Direction:
Present the listing below as a numbered list, leaving out any blank lines.

Dataset records:
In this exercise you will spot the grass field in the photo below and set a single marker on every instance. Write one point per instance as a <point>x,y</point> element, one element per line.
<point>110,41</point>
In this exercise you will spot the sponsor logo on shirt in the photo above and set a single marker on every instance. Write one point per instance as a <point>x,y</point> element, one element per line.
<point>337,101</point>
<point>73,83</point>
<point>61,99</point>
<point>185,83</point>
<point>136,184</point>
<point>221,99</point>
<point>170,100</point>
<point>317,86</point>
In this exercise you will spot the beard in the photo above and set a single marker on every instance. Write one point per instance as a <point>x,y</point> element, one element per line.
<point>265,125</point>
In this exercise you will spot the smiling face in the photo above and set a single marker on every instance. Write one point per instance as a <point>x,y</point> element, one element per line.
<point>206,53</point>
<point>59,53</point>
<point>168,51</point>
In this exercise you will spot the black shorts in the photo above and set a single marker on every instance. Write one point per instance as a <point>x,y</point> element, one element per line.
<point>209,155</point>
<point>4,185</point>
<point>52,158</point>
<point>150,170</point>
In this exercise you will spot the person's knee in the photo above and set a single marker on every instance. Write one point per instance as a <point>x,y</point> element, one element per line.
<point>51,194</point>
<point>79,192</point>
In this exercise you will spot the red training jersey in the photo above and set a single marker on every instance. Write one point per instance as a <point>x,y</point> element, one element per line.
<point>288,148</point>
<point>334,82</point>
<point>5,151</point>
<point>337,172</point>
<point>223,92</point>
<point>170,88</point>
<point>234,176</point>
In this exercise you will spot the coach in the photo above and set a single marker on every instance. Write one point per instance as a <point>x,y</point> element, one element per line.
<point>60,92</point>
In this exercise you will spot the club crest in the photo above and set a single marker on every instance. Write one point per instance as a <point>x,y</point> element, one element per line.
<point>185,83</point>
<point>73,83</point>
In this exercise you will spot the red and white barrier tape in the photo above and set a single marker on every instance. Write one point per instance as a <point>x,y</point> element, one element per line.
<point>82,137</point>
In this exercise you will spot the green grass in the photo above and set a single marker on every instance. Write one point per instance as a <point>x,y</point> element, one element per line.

Result:
1. In this exercise you will spot the grass field in the photo below and set a single marker on every instance. Write one point per instance as a <point>x,y</point> element, one element per line.
2. <point>110,41</point>
3. In this exercise you will spot the sponsor logo on shirt in the photo above and set a single marker on every instance. Write one point per instance as a <point>x,y</point> element, one element per line.
4. <point>337,101</point>
5. <point>73,83</point>
6. <point>61,99</point>
7. <point>185,83</point>
8. <point>136,184</point>
9. <point>221,99</point>
10. <point>170,100</point>
11. <point>317,86</point>
12. In this exercise you will spot the beard in the photo above and set a single marker on every instance. Write one point per instance as a <point>x,y</point> element, one element per line.
13. <point>265,125</point>
14. In this exercise you will spot the smiling face in the photo above and set a single marker on every instance. Write one point per instance as a <point>x,y</point> element, one element per line.
15. <point>206,53</point>
16. <point>59,53</point>
17. <point>168,51</point>
18. In this exercise you will spot the black shorts in the photo above and set a single marker on every instance. Write one point per instance as a <point>x,y</point> element, one element per line.
19. <point>209,155</point>
20. <point>4,185</point>
21. <point>52,158</point>
22. <point>150,170</point>
23. In this exercise you will spot the person's knee in the photo above and set a single marker on every instance. Write one point per instance as a <point>x,y</point> element, one element per line.
24. <point>51,194</point>
25. <point>79,192</point>
26. In this exercise you will spot the red training jersey in the photo above and set a single marker on every instance. Write one point per instance as a <point>x,y</point> element, one element per line.
27. <point>288,148</point>
28. <point>334,82</point>
29. <point>5,151</point>
30. <point>337,172</point>
31. <point>223,92</point>
32. <point>170,88</point>
33. <point>234,176</point>
34. In this exercise you will spot the coach in the photo above and set a single marker on every instance. Write one point per instance as a <point>x,y</point> element, one element per line.
35. <point>60,92</point>
36. In this exercise you will spot the club crest in the photo above and set a single marker on every instance. Write one point per instance as a <point>x,y</point> element, one element per line.
37. <point>185,83</point>
38. <point>73,83</point>
39. In this exercise you will spot the red and white barrier tape in the photo above and set a single marker on every instance. Write one point per instance as a <point>x,y</point> element, one element per line.
40. <point>82,137</point>
41. In this exercise you will spot the green grass in the photo above and set a single marker on every instance. Write one point per instance as a <point>x,y</point> element, one element per line.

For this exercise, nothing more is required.